TEXTO SELECIONADO:
◆ ◆ ◆ ◆ ◆ ◆ ◆
O mesmo vale para os Estados Unidos, onde as ações para episódios críticos são específicas para cada região do país.
“Os planos precisam ser regionais, porque há muitas diferenças dentro de um mesmo país, desde a densidade demográfica até a atividade econômica principal e as fontes de poluição”, explica Amaral.
O que dizem as cidades brasileiras?
Procurada pela BBC News Brasil, a Prefeitura de São Paulo afirmou que tem tomado medidas para enfrentar os efeitos das mudanças climáticas como um todo.
A Prefeitura disse que declarou 32 áreas verdes particulares como áreas de utilidade pública, o que vai ampliar a zona de proteção da cidade de 15% para 26% do território municipal.
Além disso, a Prefeitura afirmou que tem um sistema de monitoramento para prevenir incêndios florestais, o que diminuiu as queimadas em parques municipais em 16% desde 2020.
“A Prefeitura tem feito avanços como a aquisição das primeiras viaturas elétricas para a Guarda Civil Metropolitana. Ao todo, serão 50 veículos até o fim do ano”, ressaltou a Prefeitura em nota.
A administração também disse estar implementando a mudança de combustível dos caminhões de coleta de lixo, a eletrificação da frota de ônibus e oferece um benefício fiscal para quem tem carro elétrico.
A Prefeitura disse ainda que a Defesa Civil colocou toda a cidade em estado de atenção para a baixa umidade relativa da semana passada e que foram montadas tendas na cidade para distribuição de água e atendimento de animais de estimação.
“A Secretaria Municipal da Saúde recomenda que a população se mantenha bem hidratada, proteja-se do sol, mantenha ambientes internos úmidos através de borrifadores, vaporizadores, toalhas molhadas e recipientes com água e evite exercícios físicos ao ar livre entre 11 e 18 horas”, diz a Prefeitura em nota.
As Prefeituras de Manaus e Porto Velho também citaram as medidas de combate à poluição que têm sido tomadas. As Prefeituras de Boa Vista e Campinas não responderam aos questionamentos da reportagem.
A Prefeitura de Porto Velho afirma que, embora não haja um plano específico para episódios críticos de poluição atmosférica, a “criação da Lei nº 14.850/2024, que estabelece diretrizes para o monitoramento da qualidade do ar e a divulgação de dados à população, representa um avanço significativo”.
◆ ◆ ◆ ◆ ◆ ◆ ◆
Dados de origem:
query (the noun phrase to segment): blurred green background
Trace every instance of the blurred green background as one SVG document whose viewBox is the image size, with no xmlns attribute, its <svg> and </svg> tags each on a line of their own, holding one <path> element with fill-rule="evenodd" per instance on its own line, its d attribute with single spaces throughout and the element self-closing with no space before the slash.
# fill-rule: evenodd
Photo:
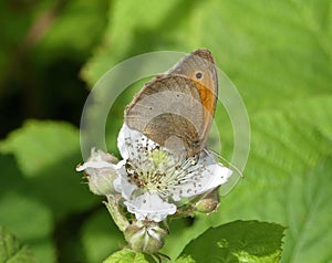
<svg viewBox="0 0 332 263">
<path fill-rule="evenodd" d="M 102 199 L 74 171 L 82 160 L 79 124 L 89 88 L 133 55 L 207 48 L 246 103 L 250 157 L 245 178 L 219 211 L 174 222 L 164 252 L 176 259 L 208 228 L 256 219 L 288 228 L 282 262 L 330 262 L 331 6 L 331 0 L 1 1 L 0 225 L 40 262 L 101 262 L 122 248 Z M 132 94 L 112 108 L 113 151 Z M 218 108 L 228 156 L 231 126 Z"/>
</svg>

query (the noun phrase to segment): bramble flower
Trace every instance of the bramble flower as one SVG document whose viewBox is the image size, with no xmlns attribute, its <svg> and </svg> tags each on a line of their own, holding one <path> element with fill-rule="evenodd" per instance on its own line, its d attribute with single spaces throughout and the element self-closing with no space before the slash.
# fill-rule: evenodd
<svg viewBox="0 0 332 263">
<path fill-rule="evenodd" d="M 225 183 L 232 172 L 207 150 L 186 158 L 160 147 L 126 124 L 120 132 L 117 147 L 123 160 L 117 162 L 110 154 L 92 149 L 91 157 L 76 170 L 85 171 L 92 192 L 121 194 L 127 211 L 138 221 L 165 220 L 191 199 Z M 214 202 L 214 207 L 208 203 L 211 211 L 218 200 Z"/>
<path fill-rule="evenodd" d="M 117 147 L 124 160 L 114 188 L 137 220 L 163 221 L 186 200 L 217 188 L 231 175 L 206 151 L 178 157 L 125 124 Z"/>
</svg>

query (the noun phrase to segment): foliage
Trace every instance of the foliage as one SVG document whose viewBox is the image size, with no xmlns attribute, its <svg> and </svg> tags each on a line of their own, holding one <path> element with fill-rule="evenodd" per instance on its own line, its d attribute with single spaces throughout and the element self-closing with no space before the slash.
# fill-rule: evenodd
<svg viewBox="0 0 332 263">
<path fill-rule="evenodd" d="M 331 1 L 110 1 L 108 9 L 105 1 L 75 0 L 63 7 L 59 1 L 60 9 L 54 2 L 35 4 L 25 15 L 7 1 L 0 3 L 1 20 L 7 21 L 2 25 L 6 30 L 1 30 L 6 41 L 0 44 L 0 85 L 7 87 L 0 90 L 1 99 L 17 91 L 13 76 L 25 77 L 22 73 L 27 69 L 27 75 L 37 80 L 19 78 L 31 94 L 25 96 L 31 99 L 28 112 L 38 105 L 37 112 L 49 113 L 52 101 L 68 91 L 74 91 L 75 95 L 69 96 L 81 101 L 65 107 L 61 116 L 30 117 L 69 119 L 71 109 L 81 113 L 85 94 L 82 84 L 55 74 L 54 61 L 60 57 L 77 60 L 80 66 L 86 61 L 81 75 L 92 87 L 117 62 L 160 50 L 211 50 L 217 65 L 246 103 L 251 151 L 245 178 L 221 199 L 218 212 L 170 222 L 164 254 L 177 262 L 199 262 L 199 256 L 206 255 L 201 250 L 209 253 L 227 240 L 232 244 L 228 250 L 206 255 L 211 262 L 276 262 L 281 250 L 281 262 L 326 262 L 332 257 Z M 56 10 L 52 27 L 28 49 L 24 61 L 30 66 L 23 64 L 25 69 L 17 73 L 15 66 L 22 61 L 12 59 L 12 51 L 19 50 L 29 25 L 48 10 Z M 103 43 L 96 48 L 102 32 Z M 41 98 L 32 93 L 31 83 L 41 87 Z M 56 88 L 61 92 L 55 97 L 45 96 L 55 94 Z M 122 123 L 123 109 L 131 99 L 132 93 L 125 93 L 112 108 L 116 124 Z M 15 113 L 20 117 L 13 122 Z M 18 126 L 25 117 L 22 113 L 24 107 L 14 104 L 3 115 L 3 124 Z M 224 150 L 231 151 L 231 124 L 220 105 L 216 123 Z M 79 124 L 79 117 L 74 124 Z M 117 128 L 106 127 L 112 149 Z M 17 256 L 22 253 L 25 262 L 33 262 L 28 253 L 31 251 L 40 262 L 101 262 L 125 245 L 101 199 L 89 193 L 75 173 L 81 158 L 79 129 L 63 122 L 28 120 L 0 141 L 0 224 L 30 248 L 1 228 L 0 243 L 9 248 L 6 255 L 19 251 Z M 287 228 L 282 245 L 280 225 Z M 252 236 L 257 243 L 252 243 Z M 7 260 L 3 248 L 1 262 Z M 105 262 L 122 262 L 124 257 L 147 261 L 142 254 L 123 250 Z"/>
</svg>

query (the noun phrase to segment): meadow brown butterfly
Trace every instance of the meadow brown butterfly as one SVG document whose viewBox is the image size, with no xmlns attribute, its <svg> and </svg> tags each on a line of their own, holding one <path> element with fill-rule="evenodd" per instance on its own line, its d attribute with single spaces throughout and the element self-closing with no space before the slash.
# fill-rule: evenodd
<svg viewBox="0 0 332 263">
<path fill-rule="evenodd" d="M 146 83 L 126 107 L 125 123 L 172 151 L 195 156 L 206 145 L 217 94 L 212 54 L 199 49 Z"/>
</svg>

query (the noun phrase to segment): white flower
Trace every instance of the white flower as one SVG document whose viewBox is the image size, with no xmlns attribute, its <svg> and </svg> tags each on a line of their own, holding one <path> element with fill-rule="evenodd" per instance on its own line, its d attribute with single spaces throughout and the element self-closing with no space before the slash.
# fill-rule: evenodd
<svg viewBox="0 0 332 263">
<path fill-rule="evenodd" d="M 117 147 L 124 160 L 113 166 L 118 175 L 114 189 L 137 220 L 160 222 L 181 200 L 217 188 L 232 172 L 206 151 L 189 158 L 173 155 L 125 124 Z"/>
<path fill-rule="evenodd" d="M 76 167 L 76 171 L 85 171 L 90 190 L 98 196 L 115 193 L 113 181 L 117 177 L 117 170 L 123 166 L 115 165 L 117 159 L 102 150 L 91 149 L 91 156 L 83 165 Z"/>
</svg>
◆ ◆ ◆ ◆ ◆ ◆ ◆
TAREFAS A REALIZAR:
- 1) Diga se cada afirmação concorda com o texto sobre a poluição do ar. Responda "sim" ou "não" e cite as palavras do texto que decidem: (a) A Prefeitura de São Paulo vai ampliar a zona de proteção da cidade para 26% do território municipal. (b) A Prefeitura de Boa Vista respondeu aos questionamentos da reportagem. (c) Porto Velho tem um plano específico para episódios críticos de poluição atmosférica.
- 2) Dê continuidade ao texto sobre a poluição do ar a partir da última frase.

RESPOSTAS DAS TAREFAS:
- 1)
(a) Sim: "o que vai ampliar a zona de proteção da cidade de 15% para 26% do território municipal".
(b) Não: "As Prefeituras de Boa Vista e Campinas não responderam aos questionamentos da reportagem".
(c) Não: "embora não haja um plano específico para episódios críticos de poluição atmosférica".

- 2)
A Prefeitura diz ainda que tem necessidade de recursos financeiros e recursos humanos para ampliar a capacitação dos servidores para lidar com o problema e ampliar a publicidade do tema para a população.
Diz ainda que “opera um viveiro municipal com o objetivo de promover a arborização na cidade” e que tem dois projetos de educação ambiental para “conscientizar e sensibilizar para a conversação ambiental”.
Sobre os incêndios — um dos principais fatores de poluição na região —, Porto Velho disse que “tem implementado campanhas publicitárias por meio de rádio, televisão, sites e redes sociais para conscientizar a população sobre os riscos associados às queimadas” e que a Secretaria Municipal de Meio Ambiente e Desenvolvimento Sustentável (SEMA) intensificou a fiscalização na capital e nos distritos.
Já a Prefeitura de Manaus afirmou que a cidade está em “estágio de mobilização” e que criou um Comitê de Combate às Queimadas.
Disse ainda que foram estabelecidas “ações preventivas” para o enfrentamento aos incêndios e que está monitorando e analisando as informações de focos de calor divulgados pelo Inpe e que a maioria dos focos de incêndio vêm do interior do Estado.
A cidade afirmou que tem divulgado medidas que precisam ser adotadas pela população, como beber água e proteger os olhos e o sistema respiratório.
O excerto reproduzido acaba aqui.